** Material provided follows **

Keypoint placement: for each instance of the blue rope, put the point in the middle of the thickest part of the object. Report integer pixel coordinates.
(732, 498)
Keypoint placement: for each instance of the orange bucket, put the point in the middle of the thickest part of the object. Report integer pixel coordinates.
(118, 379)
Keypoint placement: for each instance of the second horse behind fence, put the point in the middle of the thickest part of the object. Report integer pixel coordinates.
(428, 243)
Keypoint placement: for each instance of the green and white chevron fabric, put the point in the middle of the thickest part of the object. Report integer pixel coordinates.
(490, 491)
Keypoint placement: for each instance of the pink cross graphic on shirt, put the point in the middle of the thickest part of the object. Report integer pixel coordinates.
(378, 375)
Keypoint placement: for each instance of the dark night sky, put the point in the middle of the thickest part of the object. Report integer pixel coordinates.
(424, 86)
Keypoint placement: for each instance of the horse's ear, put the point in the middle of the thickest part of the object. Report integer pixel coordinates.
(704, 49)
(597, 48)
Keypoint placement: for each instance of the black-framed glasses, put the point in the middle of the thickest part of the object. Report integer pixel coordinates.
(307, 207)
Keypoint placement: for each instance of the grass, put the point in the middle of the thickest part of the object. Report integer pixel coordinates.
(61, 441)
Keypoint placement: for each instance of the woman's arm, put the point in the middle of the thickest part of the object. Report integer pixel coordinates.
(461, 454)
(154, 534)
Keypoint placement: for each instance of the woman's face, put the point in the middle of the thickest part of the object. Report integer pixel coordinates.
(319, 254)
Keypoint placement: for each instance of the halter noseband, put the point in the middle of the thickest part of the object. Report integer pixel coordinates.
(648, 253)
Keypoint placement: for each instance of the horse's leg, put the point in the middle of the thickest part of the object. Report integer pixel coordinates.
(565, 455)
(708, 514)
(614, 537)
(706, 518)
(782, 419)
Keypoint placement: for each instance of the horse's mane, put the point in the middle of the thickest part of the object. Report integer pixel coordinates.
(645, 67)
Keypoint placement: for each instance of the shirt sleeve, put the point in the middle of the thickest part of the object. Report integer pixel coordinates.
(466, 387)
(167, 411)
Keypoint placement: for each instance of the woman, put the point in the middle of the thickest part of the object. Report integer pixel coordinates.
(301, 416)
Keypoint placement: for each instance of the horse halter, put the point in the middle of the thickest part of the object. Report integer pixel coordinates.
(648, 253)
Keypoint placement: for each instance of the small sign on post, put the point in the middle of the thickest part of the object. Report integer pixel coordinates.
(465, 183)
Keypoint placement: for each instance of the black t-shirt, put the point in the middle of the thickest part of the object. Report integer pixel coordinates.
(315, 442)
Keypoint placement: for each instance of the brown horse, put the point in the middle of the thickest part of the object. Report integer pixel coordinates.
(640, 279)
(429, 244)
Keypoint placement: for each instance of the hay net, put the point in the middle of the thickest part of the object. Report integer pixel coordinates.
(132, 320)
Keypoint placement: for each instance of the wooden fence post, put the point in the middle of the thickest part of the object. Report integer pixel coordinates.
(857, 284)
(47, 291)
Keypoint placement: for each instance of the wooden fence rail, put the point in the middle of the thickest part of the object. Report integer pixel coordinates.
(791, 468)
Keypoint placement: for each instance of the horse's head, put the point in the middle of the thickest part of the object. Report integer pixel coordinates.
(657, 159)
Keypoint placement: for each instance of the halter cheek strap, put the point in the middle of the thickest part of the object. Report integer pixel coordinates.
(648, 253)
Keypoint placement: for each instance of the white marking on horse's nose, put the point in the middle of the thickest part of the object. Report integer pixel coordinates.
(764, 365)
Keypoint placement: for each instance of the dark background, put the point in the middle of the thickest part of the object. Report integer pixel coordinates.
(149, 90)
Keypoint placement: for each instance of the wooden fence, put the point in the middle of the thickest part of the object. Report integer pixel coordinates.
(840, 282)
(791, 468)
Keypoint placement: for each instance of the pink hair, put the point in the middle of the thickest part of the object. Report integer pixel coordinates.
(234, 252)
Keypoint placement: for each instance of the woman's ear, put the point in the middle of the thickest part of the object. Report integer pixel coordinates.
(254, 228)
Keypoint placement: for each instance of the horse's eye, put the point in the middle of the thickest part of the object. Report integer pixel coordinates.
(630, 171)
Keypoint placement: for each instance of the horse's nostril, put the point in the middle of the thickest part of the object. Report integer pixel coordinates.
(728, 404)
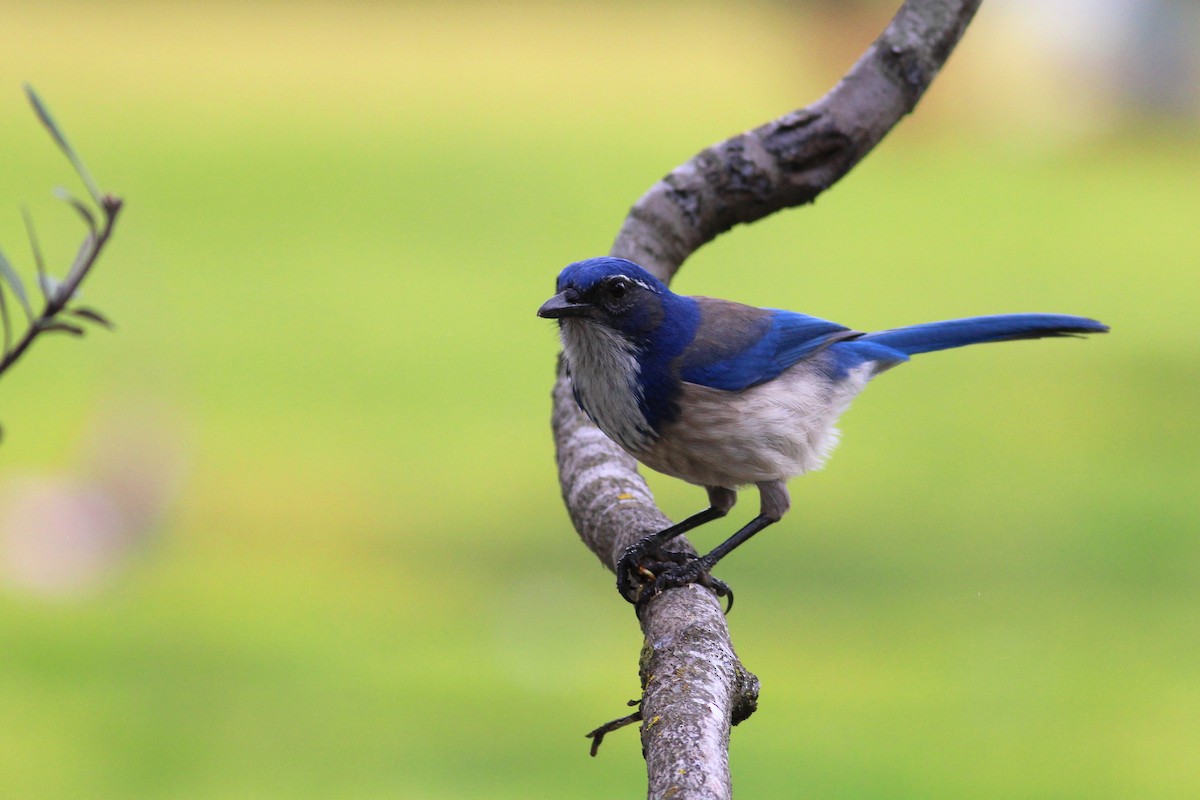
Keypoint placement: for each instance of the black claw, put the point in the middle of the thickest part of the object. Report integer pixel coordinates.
(666, 570)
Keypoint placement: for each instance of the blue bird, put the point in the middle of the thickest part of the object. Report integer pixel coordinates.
(723, 395)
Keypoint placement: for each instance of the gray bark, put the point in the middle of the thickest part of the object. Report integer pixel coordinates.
(694, 685)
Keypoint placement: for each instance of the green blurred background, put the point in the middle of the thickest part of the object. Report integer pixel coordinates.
(294, 530)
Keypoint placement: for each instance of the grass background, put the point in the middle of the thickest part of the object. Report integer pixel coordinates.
(340, 222)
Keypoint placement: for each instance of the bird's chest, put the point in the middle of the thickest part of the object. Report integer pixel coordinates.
(605, 377)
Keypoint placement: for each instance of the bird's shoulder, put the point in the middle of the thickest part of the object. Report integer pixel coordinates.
(736, 346)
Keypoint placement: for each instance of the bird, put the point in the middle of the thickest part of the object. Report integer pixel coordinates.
(725, 396)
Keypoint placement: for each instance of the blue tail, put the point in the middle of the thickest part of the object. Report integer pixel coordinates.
(977, 330)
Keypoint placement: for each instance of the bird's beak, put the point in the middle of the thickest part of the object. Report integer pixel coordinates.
(563, 305)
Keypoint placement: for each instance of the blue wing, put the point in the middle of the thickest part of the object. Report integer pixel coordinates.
(737, 347)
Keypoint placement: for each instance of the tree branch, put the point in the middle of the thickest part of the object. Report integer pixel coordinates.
(695, 686)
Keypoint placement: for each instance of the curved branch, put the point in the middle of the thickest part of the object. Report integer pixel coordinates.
(695, 686)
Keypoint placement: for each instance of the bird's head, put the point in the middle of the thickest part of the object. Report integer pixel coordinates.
(610, 292)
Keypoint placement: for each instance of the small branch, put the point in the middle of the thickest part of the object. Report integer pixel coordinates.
(58, 295)
(695, 686)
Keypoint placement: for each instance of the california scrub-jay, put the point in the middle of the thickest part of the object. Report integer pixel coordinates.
(724, 395)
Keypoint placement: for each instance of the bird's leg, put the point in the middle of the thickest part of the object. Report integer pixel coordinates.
(643, 560)
(775, 501)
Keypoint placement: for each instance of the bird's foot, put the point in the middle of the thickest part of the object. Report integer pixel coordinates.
(647, 571)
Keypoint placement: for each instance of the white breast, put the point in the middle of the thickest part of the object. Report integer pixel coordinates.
(769, 432)
(604, 371)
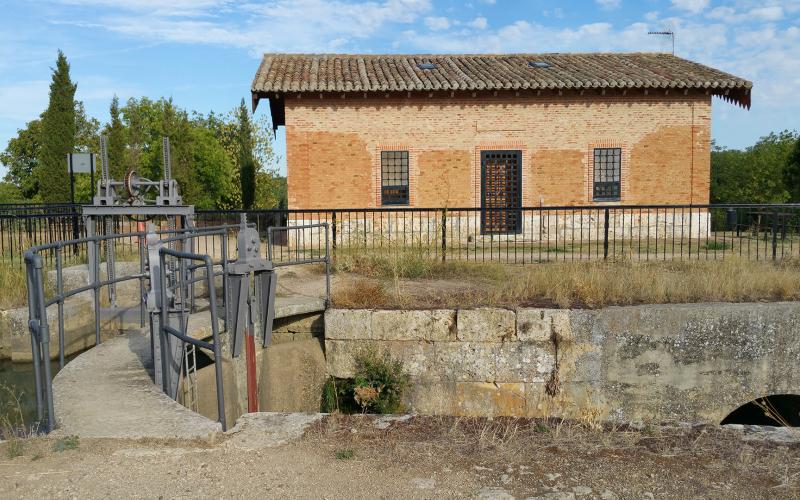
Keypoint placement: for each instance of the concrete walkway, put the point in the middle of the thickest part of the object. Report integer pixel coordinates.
(108, 392)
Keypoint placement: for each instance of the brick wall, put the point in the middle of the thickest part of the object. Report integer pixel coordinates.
(333, 147)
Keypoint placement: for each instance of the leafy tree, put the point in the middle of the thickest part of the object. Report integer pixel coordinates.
(9, 193)
(57, 134)
(247, 164)
(22, 154)
(754, 175)
(21, 157)
(211, 178)
(791, 175)
(115, 131)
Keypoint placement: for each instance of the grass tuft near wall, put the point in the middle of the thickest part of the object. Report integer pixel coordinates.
(405, 279)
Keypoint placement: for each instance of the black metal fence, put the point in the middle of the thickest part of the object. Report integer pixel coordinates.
(518, 235)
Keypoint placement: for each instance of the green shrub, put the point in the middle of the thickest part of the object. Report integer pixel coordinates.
(66, 443)
(378, 386)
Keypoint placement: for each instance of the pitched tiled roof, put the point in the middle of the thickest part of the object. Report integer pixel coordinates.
(372, 73)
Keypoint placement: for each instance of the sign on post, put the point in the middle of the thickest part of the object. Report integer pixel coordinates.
(81, 163)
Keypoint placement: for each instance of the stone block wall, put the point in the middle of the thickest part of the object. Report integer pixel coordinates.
(676, 362)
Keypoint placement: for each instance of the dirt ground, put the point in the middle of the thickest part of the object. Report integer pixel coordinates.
(419, 457)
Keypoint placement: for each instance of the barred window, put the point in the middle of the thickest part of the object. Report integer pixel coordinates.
(607, 164)
(394, 177)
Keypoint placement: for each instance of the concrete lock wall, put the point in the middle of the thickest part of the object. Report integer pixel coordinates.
(354, 229)
(686, 362)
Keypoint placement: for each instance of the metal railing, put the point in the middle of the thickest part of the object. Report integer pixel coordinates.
(182, 285)
(49, 258)
(565, 233)
(297, 256)
(517, 235)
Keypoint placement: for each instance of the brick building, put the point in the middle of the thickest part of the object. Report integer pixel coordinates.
(494, 131)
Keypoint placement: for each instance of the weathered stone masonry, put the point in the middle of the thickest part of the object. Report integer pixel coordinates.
(692, 362)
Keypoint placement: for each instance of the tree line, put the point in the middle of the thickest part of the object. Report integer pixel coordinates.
(227, 161)
(766, 172)
(219, 160)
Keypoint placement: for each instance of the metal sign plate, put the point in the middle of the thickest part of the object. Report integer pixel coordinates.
(81, 162)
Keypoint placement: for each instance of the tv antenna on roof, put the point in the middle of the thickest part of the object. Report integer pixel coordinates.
(669, 33)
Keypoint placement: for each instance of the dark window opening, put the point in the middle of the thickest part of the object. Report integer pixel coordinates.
(778, 410)
(607, 167)
(394, 177)
(501, 192)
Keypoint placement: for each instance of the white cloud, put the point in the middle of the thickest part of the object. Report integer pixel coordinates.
(479, 22)
(771, 13)
(437, 23)
(609, 4)
(296, 26)
(23, 101)
(188, 8)
(692, 6)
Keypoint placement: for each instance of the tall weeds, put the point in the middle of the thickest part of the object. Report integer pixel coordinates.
(402, 279)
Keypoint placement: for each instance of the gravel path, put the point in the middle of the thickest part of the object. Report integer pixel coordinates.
(360, 457)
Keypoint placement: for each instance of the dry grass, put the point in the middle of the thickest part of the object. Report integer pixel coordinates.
(681, 462)
(403, 279)
(13, 288)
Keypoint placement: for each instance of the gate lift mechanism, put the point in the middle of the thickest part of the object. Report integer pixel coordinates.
(132, 197)
(251, 278)
(250, 268)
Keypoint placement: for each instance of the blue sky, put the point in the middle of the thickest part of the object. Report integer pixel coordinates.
(203, 53)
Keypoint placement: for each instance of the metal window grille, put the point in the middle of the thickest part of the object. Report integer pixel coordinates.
(501, 192)
(607, 166)
(394, 177)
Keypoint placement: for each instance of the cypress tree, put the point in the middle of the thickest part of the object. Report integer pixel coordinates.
(58, 135)
(116, 141)
(247, 164)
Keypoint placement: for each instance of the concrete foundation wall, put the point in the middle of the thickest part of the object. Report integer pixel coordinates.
(693, 362)
(464, 228)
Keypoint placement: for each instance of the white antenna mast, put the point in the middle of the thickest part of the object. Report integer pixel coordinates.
(669, 33)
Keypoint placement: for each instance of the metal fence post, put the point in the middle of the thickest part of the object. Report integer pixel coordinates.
(444, 234)
(333, 232)
(605, 234)
(774, 234)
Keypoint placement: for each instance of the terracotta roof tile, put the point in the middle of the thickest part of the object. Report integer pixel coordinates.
(372, 73)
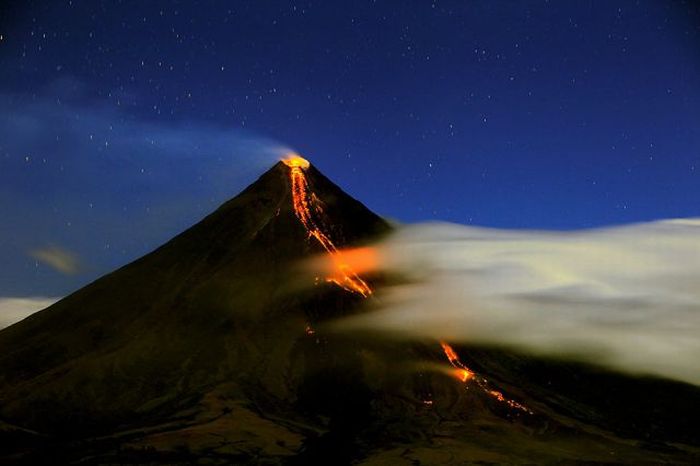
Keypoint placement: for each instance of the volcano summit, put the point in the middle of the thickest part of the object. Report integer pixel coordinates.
(213, 348)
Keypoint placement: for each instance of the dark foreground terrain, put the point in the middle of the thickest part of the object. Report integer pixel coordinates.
(213, 350)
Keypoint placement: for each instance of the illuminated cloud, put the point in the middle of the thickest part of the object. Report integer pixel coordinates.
(625, 297)
(59, 259)
(15, 309)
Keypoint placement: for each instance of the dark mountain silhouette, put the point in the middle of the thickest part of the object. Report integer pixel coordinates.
(213, 348)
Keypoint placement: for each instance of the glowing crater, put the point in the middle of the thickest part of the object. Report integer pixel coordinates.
(294, 160)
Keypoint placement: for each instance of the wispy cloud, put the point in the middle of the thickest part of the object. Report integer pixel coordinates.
(15, 309)
(59, 259)
(625, 297)
(83, 173)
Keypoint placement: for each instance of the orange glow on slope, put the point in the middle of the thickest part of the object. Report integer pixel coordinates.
(464, 374)
(305, 205)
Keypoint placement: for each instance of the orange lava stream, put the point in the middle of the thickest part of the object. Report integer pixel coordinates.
(464, 374)
(305, 203)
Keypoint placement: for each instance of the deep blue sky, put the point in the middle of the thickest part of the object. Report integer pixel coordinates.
(121, 123)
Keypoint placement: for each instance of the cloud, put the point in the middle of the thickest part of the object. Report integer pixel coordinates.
(59, 259)
(15, 309)
(625, 297)
(97, 178)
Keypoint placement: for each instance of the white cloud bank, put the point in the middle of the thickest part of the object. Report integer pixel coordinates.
(15, 309)
(625, 297)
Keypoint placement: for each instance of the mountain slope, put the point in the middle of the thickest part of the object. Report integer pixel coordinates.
(213, 347)
(155, 330)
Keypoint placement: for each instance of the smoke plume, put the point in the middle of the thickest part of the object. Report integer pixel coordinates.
(626, 297)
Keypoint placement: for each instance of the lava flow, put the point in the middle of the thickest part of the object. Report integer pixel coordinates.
(305, 205)
(464, 374)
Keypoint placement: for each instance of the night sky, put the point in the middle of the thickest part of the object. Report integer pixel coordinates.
(122, 123)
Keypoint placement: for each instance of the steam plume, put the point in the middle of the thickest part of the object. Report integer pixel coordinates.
(625, 297)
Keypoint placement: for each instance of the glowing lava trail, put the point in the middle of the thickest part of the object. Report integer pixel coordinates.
(465, 374)
(305, 205)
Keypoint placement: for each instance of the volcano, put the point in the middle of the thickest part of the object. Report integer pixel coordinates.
(215, 348)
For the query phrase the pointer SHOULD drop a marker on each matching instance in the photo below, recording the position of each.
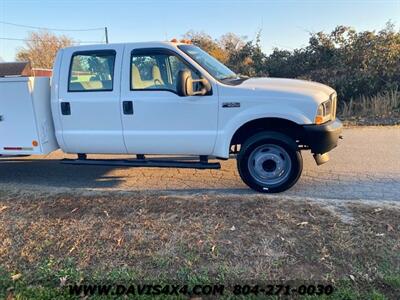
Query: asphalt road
(365, 166)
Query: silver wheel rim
(269, 164)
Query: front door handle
(127, 107)
(65, 108)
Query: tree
(41, 48)
(208, 44)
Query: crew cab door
(89, 100)
(156, 120)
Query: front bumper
(322, 138)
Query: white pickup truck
(168, 98)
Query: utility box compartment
(26, 124)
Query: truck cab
(173, 98)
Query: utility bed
(26, 124)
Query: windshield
(209, 63)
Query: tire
(270, 162)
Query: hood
(292, 87)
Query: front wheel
(270, 162)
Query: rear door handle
(127, 107)
(65, 108)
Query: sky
(284, 24)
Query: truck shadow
(55, 174)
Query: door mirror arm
(185, 85)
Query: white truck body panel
(26, 116)
(165, 123)
(162, 123)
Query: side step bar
(151, 163)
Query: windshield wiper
(230, 77)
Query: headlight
(326, 110)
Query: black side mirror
(185, 84)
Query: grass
(53, 241)
(381, 108)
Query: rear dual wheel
(270, 162)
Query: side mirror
(185, 84)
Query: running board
(150, 163)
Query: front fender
(228, 126)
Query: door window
(92, 71)
(157, 71)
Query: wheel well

** End of Material provided **

What to work on: Print each line, exactly as written, from the one that contains "Query: silver wheel rim" to the end of the data above, with both end lines included and nothing else.

Result for this exercise:
Query: silver wheel rim
(269, 164)
Query: front door handle
(127, 107)
(65, 108)
Query: tree
(41, 48)
(208, 44)
Query: crew cab door
(89, 100)
(156, 120)
Query: front bumper
(322, 138)
Query: white pickup truck
(168, 98)
Query: utility box compartment
(26, 124)
Query: truck cab
(173, 98)
Query: utility bed
(26, 124)
Query: windshield
(209, 63)
Query: tire
(270, 162)
Query: hood
(292, 87)
Query: front wheel
(270, 162)
Query: rear door handle
(127, 107)
(65, 108)
Query: sky
(284, 24)
Query: truck shadow
(55, 174)
Query: door mirror arm
(185, 85)
Query: white truck body panel
(26, 116)
(165, 123)
(162, 123)
Query: side step bar
(151, 163)
Query: windshield wiper
(230, 77)
Query: headlight
(326, 110)
Query: black side mirror
(185, 84)
Query: grass
(53, 241)
(381, 108)
Query: rear dual wheel
(270, 162)
Query: side mirror
(185, 84)
Query: running board
(150, 163)
Query: front fender
(228, 126)
Query: door window
(92, 71)
(157, 71)
Query: wheel well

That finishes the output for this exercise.